Albuquerque, New Mexico: Drug Pipeline Suspect Nabbed

"Sol Prendido" for Borderland Beat

James Casady Cangro

Whether by luck or coincidence, alleged white supremacist James Casady Cangro seemed one step ahead of federal law enforcement whenever agents came calling.

Newly unsealed court records show a U.S. probation office team searched an Albuquerque residence last fall after Cangro and other men were alleged to have been involved in home-invasion type robberies. But no illegal substances or firearms were discovered and Cangro, a convicted felon, was not arrested.

By early April of this year, an FBI investigation had identified Cangro as being part of a group suspected in a newly discovered Arizona-to-Albuquerque drug pipeline involving white power prison gangs. Two suspects were arrested April 13 after agents executed search warrants on various locations. Cangro could not be found.

Days later, FBI agents acting on a tip that Cangro had moved to a house on Euclid Avenue in Albuquerque spotted him going into the home. The next day, the FBI obtained court permission to search the place. But their suspect was on the move.

Not for long, though.

Detection annotation records
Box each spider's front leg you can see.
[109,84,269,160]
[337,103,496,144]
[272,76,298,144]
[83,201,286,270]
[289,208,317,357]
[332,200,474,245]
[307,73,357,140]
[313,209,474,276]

Tasks:
1. Extract the part of the Albuquerque drug pipeline article that begins at the words "Whether by luck" and stops after the words "agents came calling.".
2. Write what comes next in the Albuquerque drug pipeline article, picking up right after its last line.
The listing has nothing to do with what's asked here.

Answers to the exercises:
1.
Whether by luck or coincidence, alleged white supremacist James Casady Cangro seemed one step ahead of federal law enforcement whenever agents came calling.

2.
Some 650 miles away, an FBI arrest warrant out of New Mexico was waiting for Cangro when he attempted to cross into the United States from Mexico near Calexico, Calif., according to a criminal complaint filed by the FBI in the southern District of California.

Driving a blue Mazda SUV the morning of April 19, Cangro was flagged as an “Armed and Dangerous” subject wanted by the FBI in New Mexico for possession or ownership of body armor by a violent felon. He was arrested and taken into custody.

During a strip search hours later, corrections officials in El Centro found 45 fentanyl pills inside his lower body, and a bag of methamphetamine in his stomach.

Cangro, 41, is also charged with importation of a controlled substance and was in federal custody in California on Friday. Efforts to reach his federal public defender for comment weren’t successful.

Criminal activity

With the nickname of “Havic,” Cangro has been certified by corrections officials as a member of the Soldiers of Aryan Culture, a large white supremacist prison gang formed in Utah that has since gone nationwide, federal records state.

A New Mexico driver’s license photo of Cangro shows the figure “188%” tattooed above his right eye, indicative of 100 percent white power and 88 referring to “Heil Hitler,” the “H” being the 8th letter in the alphabet, according to a federal search warrant affidavit unsealed Thursday.

Another photo in the affidavit shows Cangro as a prison inmate with tattoos of the letters “SAC” for Soldiers of Aryan Culture on his lower stomach and “SAC” above that, with a red swastika and a blue iron cross.

Among prison gangs, SAC members rose through the ranks by committing violence against Hispanic and Black inmates, the affidavit states, and unlike most other white power prison gangs are “strongly anti-Semitic.”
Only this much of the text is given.